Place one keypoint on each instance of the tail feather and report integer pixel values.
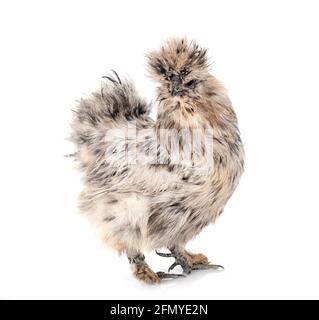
(117, 100)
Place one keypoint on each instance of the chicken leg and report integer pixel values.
(143, 272)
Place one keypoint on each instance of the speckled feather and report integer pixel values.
(150, 205)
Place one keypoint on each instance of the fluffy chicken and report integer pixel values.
(148, 184)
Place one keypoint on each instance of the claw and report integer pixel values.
(175, 264)
(167, 255)
(164, 275)
(207, 267)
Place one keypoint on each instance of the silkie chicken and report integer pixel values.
(148, 184)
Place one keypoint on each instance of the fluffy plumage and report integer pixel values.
(142, 191)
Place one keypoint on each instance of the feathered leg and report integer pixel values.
(143, 272)
(189, 261)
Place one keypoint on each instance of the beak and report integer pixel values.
(176, 89)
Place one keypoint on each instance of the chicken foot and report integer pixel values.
(144, 273)
(189, 261)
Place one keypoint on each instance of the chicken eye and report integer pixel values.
(191, 84)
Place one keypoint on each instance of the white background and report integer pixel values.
(266, 52)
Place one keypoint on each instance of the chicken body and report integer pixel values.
(137, 193)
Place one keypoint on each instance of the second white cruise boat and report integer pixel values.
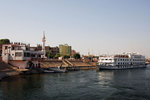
(121, 61)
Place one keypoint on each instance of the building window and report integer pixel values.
(18, 54)
(6, 47)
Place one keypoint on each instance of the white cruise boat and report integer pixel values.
════════
**YOUR GOAL**:
Arrange the lines of the listing as a JSON list of strings, one string per line and no blank lines. Begin at the line that has "Place one keypoint on each instance of the chicken body", continue through the end of the listing, and leave out the pictures.

**RESPONSE TO THIS TASK**:
[
  "Place one keypoint on each instance of the chicken body and report integer pixel values.",
  "(137, 193)",
  "Place one keypoint on each instance of the second white cruise boat and report integer pixel values.",
  "(121, 61)",
  "Place one keypoint on each instance of the building window and report integer pixel values.",
  "(18, 54)",
  "(6, 47)",
  "Place one keypoint on each instance of the white cruise boat and report integer pixel values."
]